Object pointing dataset rows:
=-=-=-=-=
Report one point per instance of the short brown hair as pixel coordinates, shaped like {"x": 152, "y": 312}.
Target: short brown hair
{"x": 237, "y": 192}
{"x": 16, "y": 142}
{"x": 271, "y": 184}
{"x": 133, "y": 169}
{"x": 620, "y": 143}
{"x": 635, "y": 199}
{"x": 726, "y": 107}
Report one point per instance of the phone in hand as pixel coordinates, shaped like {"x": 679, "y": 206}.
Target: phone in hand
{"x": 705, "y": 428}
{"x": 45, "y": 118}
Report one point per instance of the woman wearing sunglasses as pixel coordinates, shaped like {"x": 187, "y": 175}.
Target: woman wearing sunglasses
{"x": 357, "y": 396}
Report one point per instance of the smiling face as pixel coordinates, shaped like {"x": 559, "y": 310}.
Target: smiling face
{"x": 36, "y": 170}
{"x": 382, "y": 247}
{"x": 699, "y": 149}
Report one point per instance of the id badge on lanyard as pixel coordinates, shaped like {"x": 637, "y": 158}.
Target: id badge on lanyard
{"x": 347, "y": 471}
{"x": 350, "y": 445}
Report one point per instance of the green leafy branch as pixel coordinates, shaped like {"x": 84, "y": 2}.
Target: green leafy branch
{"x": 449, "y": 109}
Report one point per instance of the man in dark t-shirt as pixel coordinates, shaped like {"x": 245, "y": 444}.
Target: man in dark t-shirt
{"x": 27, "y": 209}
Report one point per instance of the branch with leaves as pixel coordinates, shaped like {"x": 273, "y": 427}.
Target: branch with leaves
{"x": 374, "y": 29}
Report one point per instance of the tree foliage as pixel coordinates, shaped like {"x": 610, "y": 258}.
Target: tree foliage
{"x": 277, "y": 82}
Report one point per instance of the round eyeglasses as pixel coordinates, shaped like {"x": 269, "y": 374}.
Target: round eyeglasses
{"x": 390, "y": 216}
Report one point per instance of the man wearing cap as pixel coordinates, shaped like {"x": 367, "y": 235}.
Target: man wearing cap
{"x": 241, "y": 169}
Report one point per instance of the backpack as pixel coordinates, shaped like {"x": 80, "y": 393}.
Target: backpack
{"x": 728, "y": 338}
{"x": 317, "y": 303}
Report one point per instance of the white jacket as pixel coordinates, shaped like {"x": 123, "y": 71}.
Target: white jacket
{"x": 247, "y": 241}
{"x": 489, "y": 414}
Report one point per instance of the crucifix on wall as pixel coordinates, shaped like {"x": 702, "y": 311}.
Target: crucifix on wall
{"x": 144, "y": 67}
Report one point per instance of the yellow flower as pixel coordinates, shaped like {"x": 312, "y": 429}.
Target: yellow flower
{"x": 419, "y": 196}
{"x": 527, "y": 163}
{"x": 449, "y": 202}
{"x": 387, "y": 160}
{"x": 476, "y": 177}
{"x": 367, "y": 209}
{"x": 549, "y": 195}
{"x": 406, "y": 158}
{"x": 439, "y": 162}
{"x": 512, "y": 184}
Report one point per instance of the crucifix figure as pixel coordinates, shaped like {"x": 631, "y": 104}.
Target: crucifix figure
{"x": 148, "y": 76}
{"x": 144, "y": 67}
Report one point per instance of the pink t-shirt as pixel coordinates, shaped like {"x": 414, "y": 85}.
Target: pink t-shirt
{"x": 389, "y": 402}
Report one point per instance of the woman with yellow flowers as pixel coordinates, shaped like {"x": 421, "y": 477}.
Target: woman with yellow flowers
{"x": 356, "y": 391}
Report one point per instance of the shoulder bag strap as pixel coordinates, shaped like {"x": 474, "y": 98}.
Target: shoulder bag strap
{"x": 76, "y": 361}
=-=-=-=-=
_TASK OBJECTIVE:_ Write out again, exactly, the lines from the one holding "Report one point per instance of the white" through the end of the listing, with both ends included.

_ANSWER TO THE EXERCISE:_
Report one point per instance of the white jacket as pixel coordinates, shaped like {"x": 123, "y": 71}.
Target: white jacket
{"x": 247, "y": 241}
{"x": 489, "y": 414}
Report one point per instance of the crucifix on wall as pixel coordinates, shaped like {"x": 702, "y": 311}.
Target: crucifix on wall
{"x": 144, "y": 67}
Report one point per instance of the yellow flower as pixel coordinates, shaped like {"x": 312, "y": 429}.
Target: yellow flower
{"x": 419, "y": 196}
{"x": 527, "y": 163}
{"x": 449, "y": 202}
{"x": 387, "y": 160}
{"x": 476, "y": 177}
{"x": 367, "y": 209}
{"x": 549, "y": 195}
{"x": 406, "y": 158}
{"x": 439, "y": 162}
{"x": 512, "y": 184}
Report one point per instance of the crucifix figure as pixel coordinates, shaped like {"x": 631, "y": 104}.
Target: crucifix figure
{"x": 148, "y": 76}
{"x": 144, "y": 67}
Report one point per instance of the pink t-shirt as pixel coordinates, shaped like {"x": 414, "y": 85}.
Target: pink t-shirt
{"x": 389, "y": 402}
Report one point per instance of the woman with yellow flowers as pixel coordinates, shaped like {"x": 421, "y": 477}.
Target: woman with yellow flowers
{"x": 356, "y": 391}
Report one point per instance of the shoulder bag strap as pixel coordinates, shaped like {"x": 474, "y": 98}.
Target: shoulder bag strap
{"x": 76, "y": 361}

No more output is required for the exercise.